### Selected excerpt
++++++++

Here’s why you feel like you’re not enough…
1. You’re comparing yourself to fake people
It’s expected that before we leave the house we at the very least, have showered, changed our clothes and fixed our hair. Most women, like myself, will put on a full face of makeup that looks nothing like we did when we woke up.
When you ask someone how they are, in north America at least, people usually don’t say “My life is a hot mess, I’m stressed, depressed, and I couldn’t fit into my jeans this morning because I had a massive serving of take-out last night as I cried over Facebook pics of people I went to high school with who seem to be doing so much better than me, so I feel like a fat looser and I’m embarrassed to be in public.” They say, “Good, you?”
In other words, aside from your best friends and family, you have not interacted with the authentic version of a person in a while. You have been interacting with polished, edited versions of people.
Nowadays especially, people put Photoshopped selfies online, and leave photos of that one cool 10 day trip they took among the other 355 days of "pure terrible" that the rest of the year had to offer. Since you only get to hear about their trip, and not the illness, debt, funerals and divorce, you think their life is better than yours.

++++++++

According to the text about feeling like you're not enough, what do people in North America usually answer when asked how they are?

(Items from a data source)
++++++++

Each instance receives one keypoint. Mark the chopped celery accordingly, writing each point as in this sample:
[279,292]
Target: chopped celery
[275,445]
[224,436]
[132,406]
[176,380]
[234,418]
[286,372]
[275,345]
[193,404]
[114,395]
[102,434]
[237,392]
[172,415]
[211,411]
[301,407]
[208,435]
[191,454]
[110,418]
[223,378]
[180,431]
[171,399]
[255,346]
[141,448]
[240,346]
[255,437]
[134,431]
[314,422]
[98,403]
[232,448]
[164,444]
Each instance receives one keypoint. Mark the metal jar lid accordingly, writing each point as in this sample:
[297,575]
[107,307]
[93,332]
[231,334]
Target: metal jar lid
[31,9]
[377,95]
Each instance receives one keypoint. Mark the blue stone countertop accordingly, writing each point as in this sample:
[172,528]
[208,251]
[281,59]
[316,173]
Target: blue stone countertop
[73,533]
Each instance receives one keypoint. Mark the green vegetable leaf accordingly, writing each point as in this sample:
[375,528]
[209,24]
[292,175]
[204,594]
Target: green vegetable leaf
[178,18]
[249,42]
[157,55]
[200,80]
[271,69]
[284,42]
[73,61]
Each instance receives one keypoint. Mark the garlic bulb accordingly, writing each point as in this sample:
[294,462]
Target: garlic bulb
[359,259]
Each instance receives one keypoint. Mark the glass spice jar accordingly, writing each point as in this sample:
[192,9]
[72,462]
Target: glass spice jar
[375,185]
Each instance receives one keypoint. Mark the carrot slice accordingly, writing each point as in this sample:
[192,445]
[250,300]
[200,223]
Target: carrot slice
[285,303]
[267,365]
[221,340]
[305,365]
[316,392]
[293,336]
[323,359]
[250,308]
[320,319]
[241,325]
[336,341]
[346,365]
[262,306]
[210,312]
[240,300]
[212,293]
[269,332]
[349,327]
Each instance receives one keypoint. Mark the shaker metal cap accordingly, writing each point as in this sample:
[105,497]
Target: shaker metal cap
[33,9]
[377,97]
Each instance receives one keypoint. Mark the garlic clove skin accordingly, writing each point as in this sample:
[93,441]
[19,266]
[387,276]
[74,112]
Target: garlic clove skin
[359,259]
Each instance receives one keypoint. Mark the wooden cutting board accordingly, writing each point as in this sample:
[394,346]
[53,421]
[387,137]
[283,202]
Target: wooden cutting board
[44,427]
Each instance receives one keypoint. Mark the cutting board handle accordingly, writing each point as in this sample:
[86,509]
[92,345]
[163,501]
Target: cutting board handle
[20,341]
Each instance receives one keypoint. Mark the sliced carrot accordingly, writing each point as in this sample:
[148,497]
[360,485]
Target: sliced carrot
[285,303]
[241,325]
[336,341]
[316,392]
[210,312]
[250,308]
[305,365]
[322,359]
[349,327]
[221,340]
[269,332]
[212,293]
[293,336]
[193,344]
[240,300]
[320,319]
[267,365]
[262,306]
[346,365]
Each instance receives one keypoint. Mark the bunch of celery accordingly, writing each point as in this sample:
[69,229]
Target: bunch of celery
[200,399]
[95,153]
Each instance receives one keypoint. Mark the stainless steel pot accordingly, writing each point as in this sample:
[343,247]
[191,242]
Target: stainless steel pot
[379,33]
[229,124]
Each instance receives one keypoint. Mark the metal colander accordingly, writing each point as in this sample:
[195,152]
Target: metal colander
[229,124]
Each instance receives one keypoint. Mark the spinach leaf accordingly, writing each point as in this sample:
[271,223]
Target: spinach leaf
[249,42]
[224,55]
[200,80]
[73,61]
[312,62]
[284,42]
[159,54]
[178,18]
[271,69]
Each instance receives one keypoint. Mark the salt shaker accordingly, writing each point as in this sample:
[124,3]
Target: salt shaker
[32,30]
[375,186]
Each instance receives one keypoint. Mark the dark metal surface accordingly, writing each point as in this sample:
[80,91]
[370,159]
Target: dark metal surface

++++++++

### Response area
They usually say, "Good, you?"